***** EXTRACTED INFORMATION *****

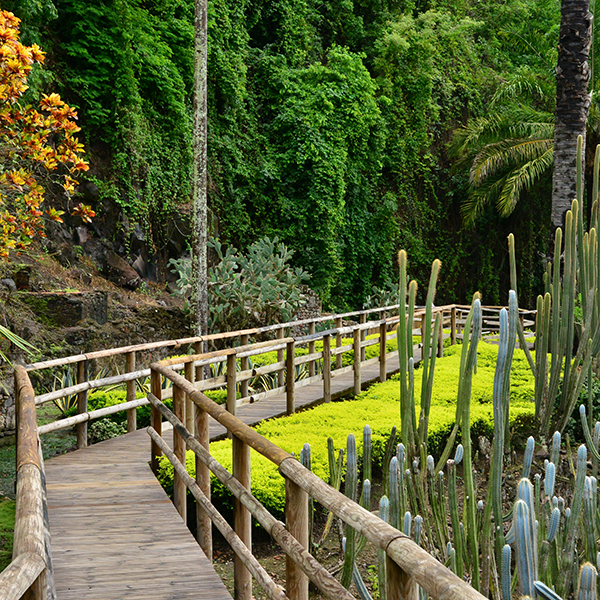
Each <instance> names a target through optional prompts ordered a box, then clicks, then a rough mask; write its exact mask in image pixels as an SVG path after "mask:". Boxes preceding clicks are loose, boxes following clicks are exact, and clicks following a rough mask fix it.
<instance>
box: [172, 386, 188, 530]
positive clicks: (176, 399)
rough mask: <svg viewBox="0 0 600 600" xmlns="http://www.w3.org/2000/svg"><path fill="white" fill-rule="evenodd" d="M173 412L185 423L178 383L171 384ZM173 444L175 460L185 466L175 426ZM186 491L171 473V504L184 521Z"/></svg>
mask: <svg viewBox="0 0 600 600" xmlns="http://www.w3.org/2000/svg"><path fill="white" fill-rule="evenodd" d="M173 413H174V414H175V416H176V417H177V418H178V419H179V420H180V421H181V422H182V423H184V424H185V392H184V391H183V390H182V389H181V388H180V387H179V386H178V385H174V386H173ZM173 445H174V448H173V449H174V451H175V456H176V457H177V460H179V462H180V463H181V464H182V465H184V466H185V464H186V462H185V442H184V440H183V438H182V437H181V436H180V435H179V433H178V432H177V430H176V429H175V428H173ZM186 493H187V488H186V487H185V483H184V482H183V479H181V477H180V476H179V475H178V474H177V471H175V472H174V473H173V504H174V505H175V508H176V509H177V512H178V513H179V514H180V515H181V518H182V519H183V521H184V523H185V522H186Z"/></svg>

*****
***** EXTRACTED INFORMATION *****

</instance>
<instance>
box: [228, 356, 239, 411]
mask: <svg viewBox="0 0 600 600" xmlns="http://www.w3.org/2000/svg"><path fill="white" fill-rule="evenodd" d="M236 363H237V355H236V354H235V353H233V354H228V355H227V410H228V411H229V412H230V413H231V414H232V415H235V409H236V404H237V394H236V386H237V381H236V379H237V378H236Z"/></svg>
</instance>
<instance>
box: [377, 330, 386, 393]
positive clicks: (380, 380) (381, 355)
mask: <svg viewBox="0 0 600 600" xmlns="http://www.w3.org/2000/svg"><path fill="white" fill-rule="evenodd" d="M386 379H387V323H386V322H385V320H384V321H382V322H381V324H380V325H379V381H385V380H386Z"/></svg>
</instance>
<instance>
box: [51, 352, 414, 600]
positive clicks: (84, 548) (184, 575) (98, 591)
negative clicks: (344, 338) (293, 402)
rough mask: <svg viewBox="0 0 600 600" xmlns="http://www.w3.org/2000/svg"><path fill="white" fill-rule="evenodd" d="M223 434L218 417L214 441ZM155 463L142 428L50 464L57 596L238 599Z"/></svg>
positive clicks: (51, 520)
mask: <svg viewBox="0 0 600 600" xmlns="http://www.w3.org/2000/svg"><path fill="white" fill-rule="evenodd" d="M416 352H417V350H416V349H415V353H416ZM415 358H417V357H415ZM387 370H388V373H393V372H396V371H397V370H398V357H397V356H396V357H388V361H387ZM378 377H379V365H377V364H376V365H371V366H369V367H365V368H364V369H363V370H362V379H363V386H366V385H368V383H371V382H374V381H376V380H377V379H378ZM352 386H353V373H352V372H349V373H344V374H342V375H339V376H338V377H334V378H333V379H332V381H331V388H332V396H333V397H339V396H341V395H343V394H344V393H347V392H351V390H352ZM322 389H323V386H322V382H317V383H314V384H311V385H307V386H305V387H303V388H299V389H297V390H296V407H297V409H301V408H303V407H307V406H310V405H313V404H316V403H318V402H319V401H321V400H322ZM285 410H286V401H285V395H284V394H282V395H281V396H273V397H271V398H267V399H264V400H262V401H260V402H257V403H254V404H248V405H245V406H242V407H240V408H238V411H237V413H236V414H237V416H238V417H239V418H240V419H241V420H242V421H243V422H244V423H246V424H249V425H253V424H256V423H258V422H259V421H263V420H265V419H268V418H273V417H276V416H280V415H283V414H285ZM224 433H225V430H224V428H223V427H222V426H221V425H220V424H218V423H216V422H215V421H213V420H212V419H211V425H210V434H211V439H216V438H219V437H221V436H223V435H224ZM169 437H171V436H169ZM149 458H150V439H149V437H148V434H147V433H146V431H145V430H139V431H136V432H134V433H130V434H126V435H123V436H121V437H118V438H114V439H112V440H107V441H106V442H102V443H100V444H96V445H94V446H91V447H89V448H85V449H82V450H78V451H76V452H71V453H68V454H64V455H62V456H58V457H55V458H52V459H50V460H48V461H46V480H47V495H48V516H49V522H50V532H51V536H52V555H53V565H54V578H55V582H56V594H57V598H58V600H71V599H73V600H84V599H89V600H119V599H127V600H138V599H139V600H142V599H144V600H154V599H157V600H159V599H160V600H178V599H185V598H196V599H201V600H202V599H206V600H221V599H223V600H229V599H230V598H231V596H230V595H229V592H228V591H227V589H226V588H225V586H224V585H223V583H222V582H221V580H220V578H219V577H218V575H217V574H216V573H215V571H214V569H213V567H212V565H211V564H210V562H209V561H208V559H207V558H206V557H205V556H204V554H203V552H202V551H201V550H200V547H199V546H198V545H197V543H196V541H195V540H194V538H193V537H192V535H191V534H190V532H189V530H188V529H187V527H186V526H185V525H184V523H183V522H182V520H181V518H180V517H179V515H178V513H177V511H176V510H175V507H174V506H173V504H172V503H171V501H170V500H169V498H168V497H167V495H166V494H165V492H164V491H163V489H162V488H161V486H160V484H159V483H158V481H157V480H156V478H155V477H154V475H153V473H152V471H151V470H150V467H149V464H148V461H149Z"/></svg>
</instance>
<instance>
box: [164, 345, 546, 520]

*****

YOUR OBJECTIVE
Retype the records above, but only those lines that fall between the line containing "positive clicks: (380, 380) (381, 355)" and the line containing "434L218 417L214 441ZM155", with both of those lines included, exactly as written.

ANSWER SECTION
positive clicks: (380, 380) (381, 355)
mask: <svg viewBox="0 0 600 600" xmlns="http://www.w3.org/2000/svg"><path fill="white" fill-rule="evenodd" d="M386 379H387V323H386V322H385V320H384V321H382V322H381V324H380V325H379V381H385V380H386Z"/></svg>
</instance>
<instance>
box: [51, 352, 414, 600]
positive clicks: (84, 548) (184, 575) (98, 591)
negative clicks: (344, 338) (293, 402)
rough mask: <svg viewBox="0 0 600 600" xmlns="http://www.w3.org/2000/svg"><path fill="white" fill-rule="evenodd" d="M223 434L218 417L214 441ZM155 463L142 428L50 464L57 596L238 599Z"/></svg>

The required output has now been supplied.